*** Information Section Begins ***

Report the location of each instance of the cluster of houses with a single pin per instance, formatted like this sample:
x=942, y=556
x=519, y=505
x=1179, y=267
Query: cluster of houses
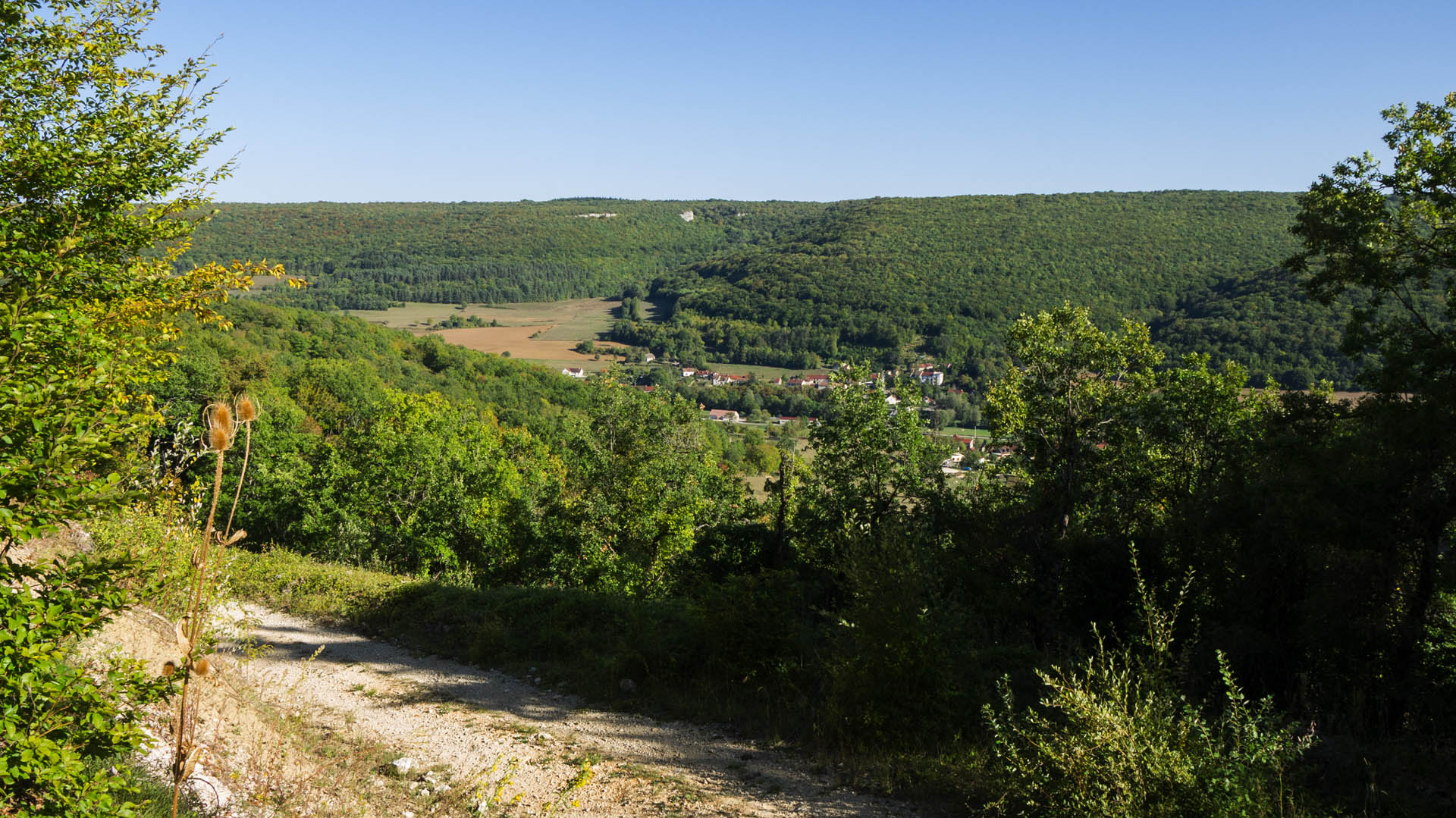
x=733, y=417
x=924, y=375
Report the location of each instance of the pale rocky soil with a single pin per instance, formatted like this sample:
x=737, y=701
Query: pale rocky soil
x=481, y=734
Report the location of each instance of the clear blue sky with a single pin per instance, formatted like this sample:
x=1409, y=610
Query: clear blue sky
x=536, y=99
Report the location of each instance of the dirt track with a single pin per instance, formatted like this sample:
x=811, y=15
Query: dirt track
x=441, y=712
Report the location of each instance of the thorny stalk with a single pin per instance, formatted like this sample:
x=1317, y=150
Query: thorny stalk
x=221, y=430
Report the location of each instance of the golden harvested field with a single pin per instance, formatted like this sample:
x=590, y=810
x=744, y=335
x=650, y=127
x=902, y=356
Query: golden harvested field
x=560, y=321
x=519, y=343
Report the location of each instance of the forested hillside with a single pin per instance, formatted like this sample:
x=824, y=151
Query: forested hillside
x=946, y=275
x=369, y=255
x=802, y=284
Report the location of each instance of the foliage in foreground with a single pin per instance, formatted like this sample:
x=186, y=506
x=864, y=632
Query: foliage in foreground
x=1114, y=737
x=57, y=718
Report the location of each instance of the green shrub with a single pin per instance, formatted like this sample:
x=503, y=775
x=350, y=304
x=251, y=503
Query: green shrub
x=1116, y=738
x=55, y=719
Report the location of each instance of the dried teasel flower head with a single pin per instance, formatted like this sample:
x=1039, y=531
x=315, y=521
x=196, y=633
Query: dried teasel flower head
x=246, y=409
x=220, y=417
x=218, y=427
x=218, y=440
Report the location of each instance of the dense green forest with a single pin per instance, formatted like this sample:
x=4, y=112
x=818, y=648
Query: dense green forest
x=370, y=255
x=801, y=284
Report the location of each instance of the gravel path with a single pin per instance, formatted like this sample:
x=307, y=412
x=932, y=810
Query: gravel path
x=488, y=728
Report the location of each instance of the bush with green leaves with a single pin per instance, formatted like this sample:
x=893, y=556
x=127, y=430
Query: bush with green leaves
x=58, y=719
x=1114, y=737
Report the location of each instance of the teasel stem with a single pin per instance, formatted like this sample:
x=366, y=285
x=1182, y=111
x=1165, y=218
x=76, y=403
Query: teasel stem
x=187, y=731
x=248, y=450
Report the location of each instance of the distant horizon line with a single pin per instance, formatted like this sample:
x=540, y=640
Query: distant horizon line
x=774, y=199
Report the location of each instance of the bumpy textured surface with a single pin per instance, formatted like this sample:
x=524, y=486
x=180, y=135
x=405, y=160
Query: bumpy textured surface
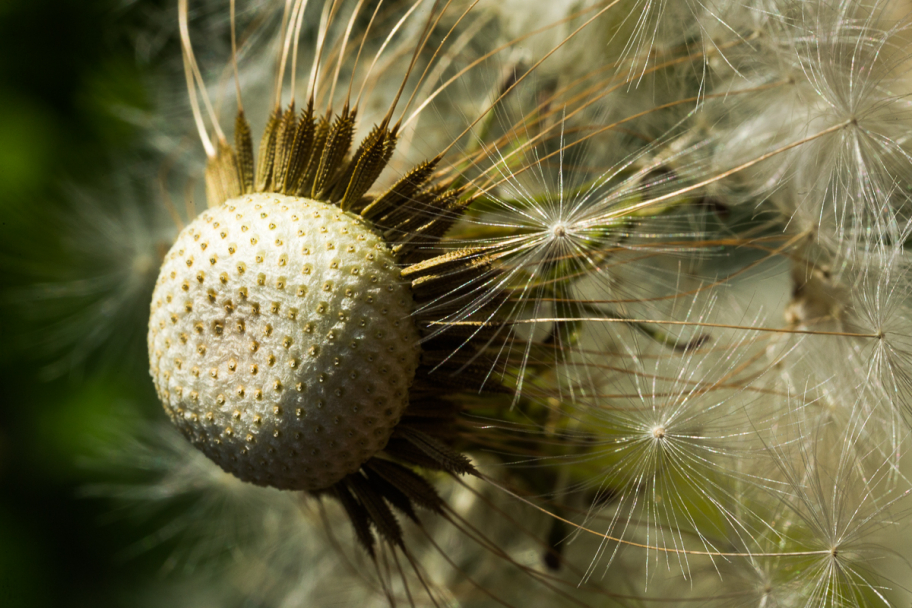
x=280, y=340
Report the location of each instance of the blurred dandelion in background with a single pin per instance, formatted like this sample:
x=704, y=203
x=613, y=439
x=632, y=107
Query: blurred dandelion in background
x=476, y=303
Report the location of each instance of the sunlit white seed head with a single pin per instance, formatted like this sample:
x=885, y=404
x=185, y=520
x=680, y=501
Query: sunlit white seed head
x=280, y=340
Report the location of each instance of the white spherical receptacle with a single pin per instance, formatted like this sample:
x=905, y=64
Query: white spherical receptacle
x=280, y=340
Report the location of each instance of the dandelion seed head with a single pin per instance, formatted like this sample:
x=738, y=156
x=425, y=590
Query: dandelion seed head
x=280, y=340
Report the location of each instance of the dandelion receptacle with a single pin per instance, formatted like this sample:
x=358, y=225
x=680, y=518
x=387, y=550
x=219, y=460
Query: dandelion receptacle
x=535, y=303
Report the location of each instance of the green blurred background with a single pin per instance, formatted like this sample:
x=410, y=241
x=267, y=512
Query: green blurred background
x=71, y=78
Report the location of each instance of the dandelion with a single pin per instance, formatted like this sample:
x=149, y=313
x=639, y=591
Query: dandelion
x=546, y=311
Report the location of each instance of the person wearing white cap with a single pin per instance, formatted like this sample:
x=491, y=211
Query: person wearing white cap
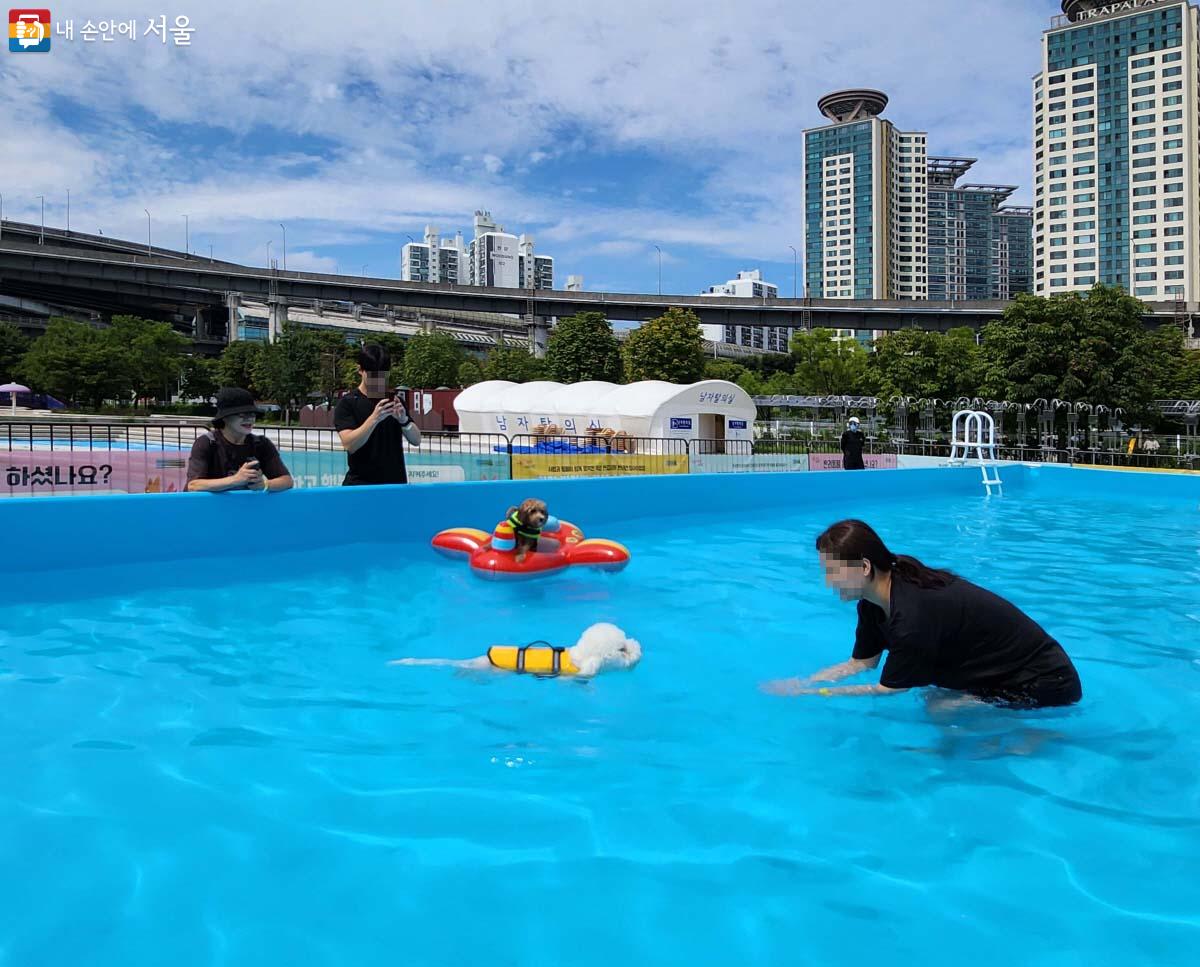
x=852, y=442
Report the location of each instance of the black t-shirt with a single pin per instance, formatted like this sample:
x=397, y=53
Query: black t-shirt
x=960, y=636
x=852, y=443
x=214, y=457
x=381, y=460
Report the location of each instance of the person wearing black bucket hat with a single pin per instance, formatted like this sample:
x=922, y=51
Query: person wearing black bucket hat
x=852, y=442
x=232, y=456
x=373, y=424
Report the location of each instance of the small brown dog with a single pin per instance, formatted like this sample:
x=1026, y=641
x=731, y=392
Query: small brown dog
x=527, y=522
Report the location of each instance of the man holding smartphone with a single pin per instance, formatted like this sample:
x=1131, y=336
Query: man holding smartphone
x=373, y=425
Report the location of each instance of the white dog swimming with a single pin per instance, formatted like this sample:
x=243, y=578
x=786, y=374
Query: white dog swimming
x=601, y=648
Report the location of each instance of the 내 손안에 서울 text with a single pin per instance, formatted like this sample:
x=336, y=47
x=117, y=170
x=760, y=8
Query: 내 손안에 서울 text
x=31, y=31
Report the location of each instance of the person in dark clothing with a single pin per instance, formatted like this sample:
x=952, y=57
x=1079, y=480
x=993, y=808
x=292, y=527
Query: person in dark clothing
x=373, y=425
x=852, y=442
x=232, y=456
x=937, y=630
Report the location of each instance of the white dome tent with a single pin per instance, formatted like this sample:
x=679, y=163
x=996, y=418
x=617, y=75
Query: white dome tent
x=709, y=409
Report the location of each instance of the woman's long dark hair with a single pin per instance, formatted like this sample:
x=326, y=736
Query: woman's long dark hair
x=856, y=540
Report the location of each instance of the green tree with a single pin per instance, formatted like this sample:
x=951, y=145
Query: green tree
x=583, y=347
x=432, y=359
x=238, y=365
x=513, y=362
x=76, y=362
x=199, y=378
x=151, y=355
x=13, y=344
x=1191, y=383
x=289, y=367
x=471, y=372
x=1083, y=347
x=916, y=362
x=724, y=368
x=669, y=348
x=828, y=366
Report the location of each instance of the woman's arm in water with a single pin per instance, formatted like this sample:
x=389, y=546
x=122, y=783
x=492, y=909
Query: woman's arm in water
x=796, y=686
x=845, y=670
x=480, y=662
x=833, y=673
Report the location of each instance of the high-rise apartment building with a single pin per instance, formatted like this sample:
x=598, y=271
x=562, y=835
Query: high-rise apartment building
x=1115, y=145
x=978, y=247
x=748, y=286
x=495, y=257
x=864, y=192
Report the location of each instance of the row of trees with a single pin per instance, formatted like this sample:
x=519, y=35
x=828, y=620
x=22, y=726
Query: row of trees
x=1089, y=348
x=137, y=360
x=1080, y=347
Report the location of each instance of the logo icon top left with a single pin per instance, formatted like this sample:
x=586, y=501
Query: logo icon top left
x=29, y=31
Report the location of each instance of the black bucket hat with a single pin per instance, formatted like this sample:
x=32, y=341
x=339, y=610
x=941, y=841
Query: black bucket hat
x=233, y=400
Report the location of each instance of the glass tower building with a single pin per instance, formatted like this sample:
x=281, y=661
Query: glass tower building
x=1115, y=150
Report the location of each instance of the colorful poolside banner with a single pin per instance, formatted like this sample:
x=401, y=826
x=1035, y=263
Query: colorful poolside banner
x=327, y=468
x=538, y=466
x=738, y=463
x=30, y=473
x=833, y=461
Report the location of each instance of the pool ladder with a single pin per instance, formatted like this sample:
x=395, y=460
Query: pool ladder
x=973, y=430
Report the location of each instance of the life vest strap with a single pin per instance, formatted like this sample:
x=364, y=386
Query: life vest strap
x=555, y=650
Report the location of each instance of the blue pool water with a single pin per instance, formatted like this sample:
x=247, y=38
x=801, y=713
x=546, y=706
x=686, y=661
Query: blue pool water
x=214, y=764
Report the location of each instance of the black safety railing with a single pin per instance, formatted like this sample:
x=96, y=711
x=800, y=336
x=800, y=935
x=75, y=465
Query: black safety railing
x=72, y=457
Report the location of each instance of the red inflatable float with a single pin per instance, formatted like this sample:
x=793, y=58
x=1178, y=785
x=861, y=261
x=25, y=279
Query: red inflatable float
x=557, y=548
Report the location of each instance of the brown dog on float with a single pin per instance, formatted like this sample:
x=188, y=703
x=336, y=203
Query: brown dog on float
x=522, y=527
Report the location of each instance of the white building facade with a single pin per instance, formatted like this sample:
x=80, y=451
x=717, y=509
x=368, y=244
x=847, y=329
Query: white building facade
x=493, y=257
x=748, y=286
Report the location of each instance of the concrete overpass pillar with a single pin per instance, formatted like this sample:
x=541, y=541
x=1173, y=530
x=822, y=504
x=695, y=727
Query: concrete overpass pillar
x=233, y=302
x=539, y=336
x=277, y=316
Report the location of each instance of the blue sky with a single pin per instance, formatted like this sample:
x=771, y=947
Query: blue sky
x=600, y=128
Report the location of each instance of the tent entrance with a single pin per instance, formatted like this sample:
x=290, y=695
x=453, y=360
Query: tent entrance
x=712, y=433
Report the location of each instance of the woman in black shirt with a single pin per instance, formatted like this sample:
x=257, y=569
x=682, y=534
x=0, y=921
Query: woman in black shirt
x=937, y=630
x=231, y=456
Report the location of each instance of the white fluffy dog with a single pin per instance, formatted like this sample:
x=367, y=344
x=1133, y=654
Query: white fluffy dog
x=601, y=648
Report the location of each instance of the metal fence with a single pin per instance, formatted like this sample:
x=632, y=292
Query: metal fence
x=88, y=457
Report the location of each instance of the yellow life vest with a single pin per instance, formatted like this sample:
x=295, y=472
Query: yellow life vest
x=539, y=659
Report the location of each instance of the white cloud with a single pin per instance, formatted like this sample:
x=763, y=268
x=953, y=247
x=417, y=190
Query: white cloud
x=310, y=262
x=405, y=94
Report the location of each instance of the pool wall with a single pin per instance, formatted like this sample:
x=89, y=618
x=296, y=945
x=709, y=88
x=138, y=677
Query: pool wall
x=87, y=532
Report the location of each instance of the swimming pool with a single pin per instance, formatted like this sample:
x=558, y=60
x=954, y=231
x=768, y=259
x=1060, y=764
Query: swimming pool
x=207, y=760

*** Information Section Ends ***

The task ->
Write out exactly the lines that run from the one containing "Report the location of each instance of the pool wall" to the end of the records, both end lines included.

Result of this task ->
Report the location of each instance of the pool wall with a single pin per instance, formatted like this sample:
x=89, y=618
x=296, y=945
x=709, y=88
x=138, y=677
Query: pool wall
x=87, y=532
Report the location of each instance of the swimming pool with a single pin per instance, formatted like this sample:
x=558, y=60
x=954, y=231
x=768, y=259
x=1060, y=764
Query: swimming pool
x=207, y=760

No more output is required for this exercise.